Il se refuse en effet à ce que Jésus se livre aux autorités de Jérusalem.
Il va se voir alors traité très durement de Satan par son Maître:
Jésus admoneste Pierre et dit: «Passe derrière moi, Satan!
car tes pensées ne sont pas celles de Dieu, mais celles des humains!»
  (8,33).
Tout au long du chemin vers Jérusalem, le récit sera scandé par l’enseignement
de Jésus qui veut faire comprendre à ses disciples pourquoi il doit livrer sa vie.
Qui veut sauver sa vie la perdra. …
Quel avantage l’être humain a-t-il à gagner le monde entier,
s’il le paie de sa vie?
  (Mc 8,35-36)
Si quelqu’un veut être le premier,
il sera le dernier de tous et le serviteur de tous
  (Mc 9,35-36).
Celui qui voudra être le premier parmi vous, sera l’esclave de tous.

→ **Données fournies**
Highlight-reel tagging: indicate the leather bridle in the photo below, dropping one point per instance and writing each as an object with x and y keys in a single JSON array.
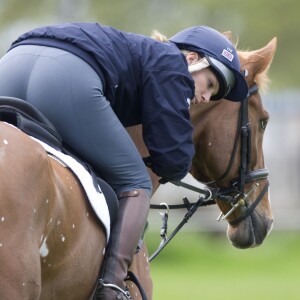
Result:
[{"x": 235, "y": 194}]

→ **Consignes**
1: Les affirmations suivantes sont-elles conformes au texte à lire : (a) Jésus appelle Pierre « Satan » ; (b) Jésus cherche à faire comprendre à ses disciples pourquoi il doit livrer sa vie ; (c) d'après la dernière phrase, celui qui voudra être le premier sera le maître de tous ? Répondez à chacune par oui ou non et citez textuellement les mots décisifs.
2: Transcrivez sans rien changer le passage du texte à lire qui s'ouvre sur les mots contenant "Il se refuse" et se ferme sur "(Mc 9,35-36).".
Ces données proviennent d'une autre source.

→ **Réponses dans l'ordre**
1:
(a) Oui : « Jésus admoneste Pierre et dit: «Passe derrière moi, Satan! »
(b) Oui : « Jésus qui veut faire comprendre à ses disciples pourquoi il doit livrer sa vie »
(c) Non : « Celui qui voudra être le premier parmi vous, sera l’esclave de tous. »

2:
Il se refuse en effet à ce que Jésus se livre aux autorités de Jérusalem.
Il va se voir alors traité très durement de Satan par son Maître:
Jésus admoneste Pierre et dit: «Passe derrière moi, Satan!
car tes pensées ne sont pas celles de Dieu, mais celles des humains!»
  (8,33).
Tout au long du chemin vers Jérusalem, le récit sera scandé par l’enseignement
de Jésus qui veut faire comprendre à ses disciples pourquoi il doit livrer sa vie.
Qui veut sauver sa vie la perdra. …
Quel avantage l’être humain a-t-il à gagner le monde entier,
s’il le paie de sa vie?
  (Mc 8,35-36)
Si quelqu’un veut être le premier,
il sera le dernier de tous et le serviteur de tous
  (Mc 9,35-36).